■ Text block
Content starts

AutoDefense: Multi-Agent LLM Defense against Jailbreak Attacks (2403.04783v2)

Published 2 Mar 2024 in cs.LG, cs.CL, and cs.CR

Abstract: Despite extensive pre-training in moral alignment to prevent generating harmful information, LLMs remain vulnerable to jailbreak attacks. In this paper, we propose AutoDefense, a multi-agent defense framework that filters harmful responses from LLMs. With the response-filtering mechanism, our framework is robust against different jailbreak attack prompts, and can be used to defend different victim models. AutoDefense assigns different roles to LLM agents and employs them to complete the defense task collaboratively. The division in tasks enhances the overall instruction-following of LLMs and enables the integration of other defense components as tools. With AutoDefense, small open-source LMs can serve as agents and defend larger models against jailbreak attacks. Our experiments show that AutoDefense can effectively defense against different jailbreak attacks, while maintaining the performance at normal user request. For example, we reduce the attack success rate on GPT-3.5 from 55.74% to 7.95% using LLaMA-2-13b with a 3-agent system. Our code and data are publicly available at https://github.com/XHMY/AutoDefense.

Content ends

■ Given information
Content starts

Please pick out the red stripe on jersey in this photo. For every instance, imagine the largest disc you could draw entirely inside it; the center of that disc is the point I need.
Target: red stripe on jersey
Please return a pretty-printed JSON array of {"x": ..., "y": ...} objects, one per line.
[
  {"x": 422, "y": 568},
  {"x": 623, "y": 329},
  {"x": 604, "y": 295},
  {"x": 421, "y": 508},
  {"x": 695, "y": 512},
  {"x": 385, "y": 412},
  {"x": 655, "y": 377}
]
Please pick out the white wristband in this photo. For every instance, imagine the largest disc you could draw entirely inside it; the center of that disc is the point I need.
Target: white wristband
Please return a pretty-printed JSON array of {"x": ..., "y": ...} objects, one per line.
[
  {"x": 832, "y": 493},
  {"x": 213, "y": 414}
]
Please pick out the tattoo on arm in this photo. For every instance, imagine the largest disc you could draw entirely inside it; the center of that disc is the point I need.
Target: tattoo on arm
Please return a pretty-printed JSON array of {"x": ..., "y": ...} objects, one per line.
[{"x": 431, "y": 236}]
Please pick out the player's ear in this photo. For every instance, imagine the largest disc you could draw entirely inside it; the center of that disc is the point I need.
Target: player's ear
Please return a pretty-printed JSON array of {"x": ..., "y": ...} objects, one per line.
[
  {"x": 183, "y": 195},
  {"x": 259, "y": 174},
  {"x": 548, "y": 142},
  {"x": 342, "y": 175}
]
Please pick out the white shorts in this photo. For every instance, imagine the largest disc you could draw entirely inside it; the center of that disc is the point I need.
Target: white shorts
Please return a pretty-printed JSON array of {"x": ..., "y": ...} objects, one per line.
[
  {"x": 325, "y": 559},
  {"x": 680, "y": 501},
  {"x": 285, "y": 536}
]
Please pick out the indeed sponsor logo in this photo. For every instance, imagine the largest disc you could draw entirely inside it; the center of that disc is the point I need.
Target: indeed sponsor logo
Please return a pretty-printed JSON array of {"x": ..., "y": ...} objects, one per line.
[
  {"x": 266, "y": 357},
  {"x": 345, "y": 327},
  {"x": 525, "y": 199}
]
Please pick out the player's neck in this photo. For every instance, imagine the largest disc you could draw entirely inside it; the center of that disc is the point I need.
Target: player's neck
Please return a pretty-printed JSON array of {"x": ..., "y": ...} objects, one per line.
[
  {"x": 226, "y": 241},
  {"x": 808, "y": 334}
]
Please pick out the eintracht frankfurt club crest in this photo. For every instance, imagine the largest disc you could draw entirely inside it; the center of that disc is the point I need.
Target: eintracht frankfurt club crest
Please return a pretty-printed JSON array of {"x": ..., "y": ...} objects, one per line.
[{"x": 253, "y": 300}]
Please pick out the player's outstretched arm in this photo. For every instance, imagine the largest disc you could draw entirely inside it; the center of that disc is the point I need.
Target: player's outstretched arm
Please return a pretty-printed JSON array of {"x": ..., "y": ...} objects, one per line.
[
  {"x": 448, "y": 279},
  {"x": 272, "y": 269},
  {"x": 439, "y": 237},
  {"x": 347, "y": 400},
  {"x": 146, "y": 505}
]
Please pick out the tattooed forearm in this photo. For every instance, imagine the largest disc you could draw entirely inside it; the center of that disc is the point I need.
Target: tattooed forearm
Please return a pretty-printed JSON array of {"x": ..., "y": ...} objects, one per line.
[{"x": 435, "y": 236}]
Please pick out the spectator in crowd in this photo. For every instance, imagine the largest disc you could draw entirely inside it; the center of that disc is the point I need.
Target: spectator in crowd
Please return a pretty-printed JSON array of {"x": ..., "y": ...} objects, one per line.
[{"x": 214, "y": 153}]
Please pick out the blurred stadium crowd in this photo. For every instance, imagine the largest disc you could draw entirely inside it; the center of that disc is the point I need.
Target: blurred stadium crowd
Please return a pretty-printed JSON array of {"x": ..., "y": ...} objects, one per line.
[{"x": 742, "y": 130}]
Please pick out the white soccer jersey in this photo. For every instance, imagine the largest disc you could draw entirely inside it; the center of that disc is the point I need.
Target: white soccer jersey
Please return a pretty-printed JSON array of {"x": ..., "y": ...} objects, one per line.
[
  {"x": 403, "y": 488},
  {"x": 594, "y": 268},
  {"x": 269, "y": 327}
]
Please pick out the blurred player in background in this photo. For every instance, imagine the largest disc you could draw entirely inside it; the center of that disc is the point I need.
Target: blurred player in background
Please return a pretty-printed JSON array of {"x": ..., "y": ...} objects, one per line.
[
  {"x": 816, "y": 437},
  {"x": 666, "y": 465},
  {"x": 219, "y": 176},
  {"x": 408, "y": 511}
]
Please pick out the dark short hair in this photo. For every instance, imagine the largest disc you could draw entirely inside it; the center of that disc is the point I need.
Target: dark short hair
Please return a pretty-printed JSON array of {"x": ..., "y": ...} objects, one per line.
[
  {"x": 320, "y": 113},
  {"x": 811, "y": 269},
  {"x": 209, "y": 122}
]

Content ends

■ Task item
Answer these questions from the AutoDefense abstract above.
(a) On what date was the paper published?
(b) What does AutoDefense filter from LLMs?
(c) What attack success rate on GPT-3.5 does the example report after using LLaMA-2-13b with a 3-agent system?

■ Exercise response
(a) 2 Mar 2024
(b) Harmful responses
(c) 7.95%, down from 55.74%